Pull out every line in the data that has the string "sign" in it.

(Referring expression data)
********************
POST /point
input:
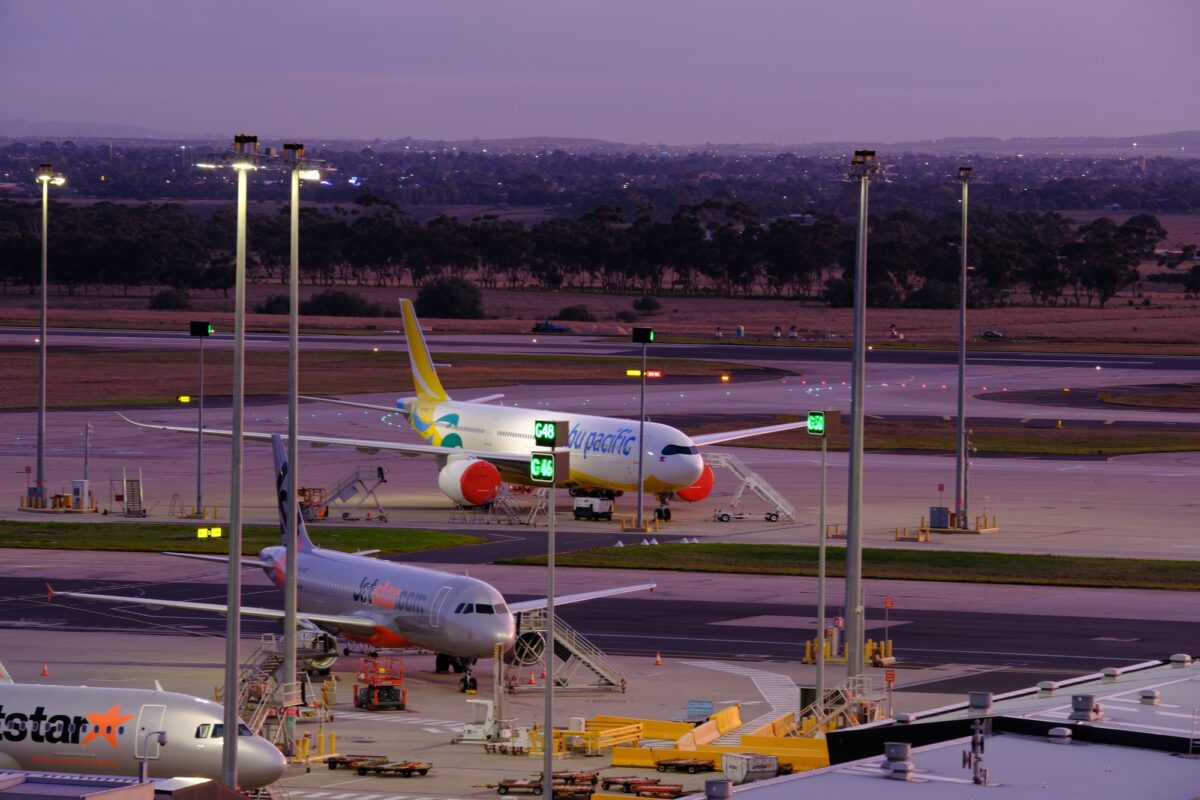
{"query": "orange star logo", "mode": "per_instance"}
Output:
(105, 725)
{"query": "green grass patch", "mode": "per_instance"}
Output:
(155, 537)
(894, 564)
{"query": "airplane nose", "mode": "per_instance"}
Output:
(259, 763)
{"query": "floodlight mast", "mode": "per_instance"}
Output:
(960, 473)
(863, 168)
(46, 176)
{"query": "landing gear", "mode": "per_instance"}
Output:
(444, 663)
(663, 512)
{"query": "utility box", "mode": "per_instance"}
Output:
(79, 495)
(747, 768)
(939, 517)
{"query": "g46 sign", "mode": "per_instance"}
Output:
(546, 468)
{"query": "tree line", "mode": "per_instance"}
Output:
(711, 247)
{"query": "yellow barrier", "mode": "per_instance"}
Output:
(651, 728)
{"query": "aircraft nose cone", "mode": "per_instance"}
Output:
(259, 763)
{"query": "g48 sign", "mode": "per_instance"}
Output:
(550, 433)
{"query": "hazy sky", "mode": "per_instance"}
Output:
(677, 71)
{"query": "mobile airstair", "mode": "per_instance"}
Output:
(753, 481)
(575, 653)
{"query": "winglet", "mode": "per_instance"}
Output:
********************
Solution for this task:
{"query": "g46 sign", "mode": "per_instance"}
{"query": "g48 sign", "mode": "per_instance"}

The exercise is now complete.